* [Источник]

Веришь ли ты, мой мальчик, что я готова жизнь за тебя отдать? Я пытаюсь, со своей слабой женской отвагой, помочь тебе не бояться тех людей, хотя они и всемогущие. Действительно, эти черные дни показали мне, как я люблю моего мышонка, как я росла с ним вместе душой и сердцем и какая страшная хирургическая операция произведена надо мной — операция на моем сердце. Теперь моя цель — показать этому мстительному орлу, этому алчному хищнику, что моя любовь сильнее их ненависти!
Мог ли Мервин отказаться от борьбы после такого душераздирающего письма? Как мог человек, став предметом такой огромной любви, веры и надежды, предать свою любимую? «Люби меня, — писала она. — Или я умру».
Для меня все стало иным, чем прежде, — отвечал он. — Но ты возложила на меня тяжелую моральную ответственность, и я не уверен, хватит ли у меня сил. Я не говорю о проблемах с нашей женитьбой — можешь быть уверена, что этот план будет выполнен на 150 %. Нет, я говорю о высоком нравственном примере, который ты подаешь мне, о необходимости моего самосовершенствования. Твои похвалы меня обескураживают. Ты подразумеваешь, что я лучше тебя. На самом же деле как раз мне гораздо чаще приходится учиться у тебя. Именно в тот момент, когда мне было нужно, ты внушила мне абсолютно новый взгляд на жизнь.

Записи из набора данных
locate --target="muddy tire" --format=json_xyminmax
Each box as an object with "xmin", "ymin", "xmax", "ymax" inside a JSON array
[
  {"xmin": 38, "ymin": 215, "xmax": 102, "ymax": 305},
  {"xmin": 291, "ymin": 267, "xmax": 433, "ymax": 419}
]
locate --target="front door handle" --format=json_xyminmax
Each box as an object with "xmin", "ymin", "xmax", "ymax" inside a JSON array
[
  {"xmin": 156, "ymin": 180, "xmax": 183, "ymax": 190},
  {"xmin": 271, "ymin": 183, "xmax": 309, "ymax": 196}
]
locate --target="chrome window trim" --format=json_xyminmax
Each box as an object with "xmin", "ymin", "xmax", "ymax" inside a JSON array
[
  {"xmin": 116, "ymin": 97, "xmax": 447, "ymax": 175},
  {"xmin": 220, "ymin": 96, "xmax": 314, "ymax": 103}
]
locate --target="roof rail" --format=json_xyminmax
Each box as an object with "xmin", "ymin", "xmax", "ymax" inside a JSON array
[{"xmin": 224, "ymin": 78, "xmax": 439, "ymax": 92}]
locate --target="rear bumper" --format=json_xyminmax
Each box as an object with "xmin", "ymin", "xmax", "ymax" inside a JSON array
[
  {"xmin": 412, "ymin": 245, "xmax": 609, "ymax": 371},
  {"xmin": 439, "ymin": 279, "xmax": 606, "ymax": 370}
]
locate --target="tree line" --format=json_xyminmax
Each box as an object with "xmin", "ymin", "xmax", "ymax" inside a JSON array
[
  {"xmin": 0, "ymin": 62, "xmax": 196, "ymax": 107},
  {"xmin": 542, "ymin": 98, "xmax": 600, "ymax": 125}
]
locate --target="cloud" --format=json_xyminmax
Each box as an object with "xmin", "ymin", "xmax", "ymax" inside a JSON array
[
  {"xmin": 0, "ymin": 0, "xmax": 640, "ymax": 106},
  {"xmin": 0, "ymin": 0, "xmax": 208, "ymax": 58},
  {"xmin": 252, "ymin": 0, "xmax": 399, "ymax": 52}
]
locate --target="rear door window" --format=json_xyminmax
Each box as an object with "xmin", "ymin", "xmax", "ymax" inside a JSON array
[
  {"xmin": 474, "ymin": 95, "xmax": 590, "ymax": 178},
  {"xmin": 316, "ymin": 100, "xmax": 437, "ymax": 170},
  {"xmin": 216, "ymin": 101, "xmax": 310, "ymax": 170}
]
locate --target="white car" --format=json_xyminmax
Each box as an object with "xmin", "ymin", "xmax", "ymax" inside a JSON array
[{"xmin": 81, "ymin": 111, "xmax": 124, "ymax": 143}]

* [Задание A] На сколько процентов, как уверяет Мервин в тексте о переписке Мервина с возлюбленной, будет выполнен план их женитьбы?
* [Задание B] Подхватите текст о переписке Мервина с возлюбленной и продолжите его после последнего предложения.

* [Письменный ответ A] На 150 %.

* [Письменный ответ B]
Все годы их переписки его русский язык был столь же сдержанным и корректным, насколько ее — неистовым и страстным. Как будто он, вопреки полученному воспитанию, подыскивал слова для выражения слишком высоких и пылких чувств, чтобы втиснуть их в узкие рамки вежливости. Только что приведенное письмо он подписал особенно пышным росчерком — может, это мало что значило, но то была самая экстравагантная подпись из всех, которыми он подписывался прежде.
Мервину удалось позвонить Ленине и передать для Милы, чтобы та в определенный день и час пришла на Центральный телеграф на улице Горького. Мила была чрезвычайно взволнована первым после разлуки разговором с любимым. «Как только я услышала твой голос, во мне вся кровь забурлила, — писала она. — Мне хотелось целовать твой голос!» Из своей коммуналки с любопытными соседями Людмила не могла говорить с Мервином. Поэтому они решили заказывать разговор один раз в две недели, правда, такая связь стоила дорого, и говорить приходилось коротко. Но эти несколько минут разговора в душной будке на Центральном телеграфе стали для Милы спасительным тросом.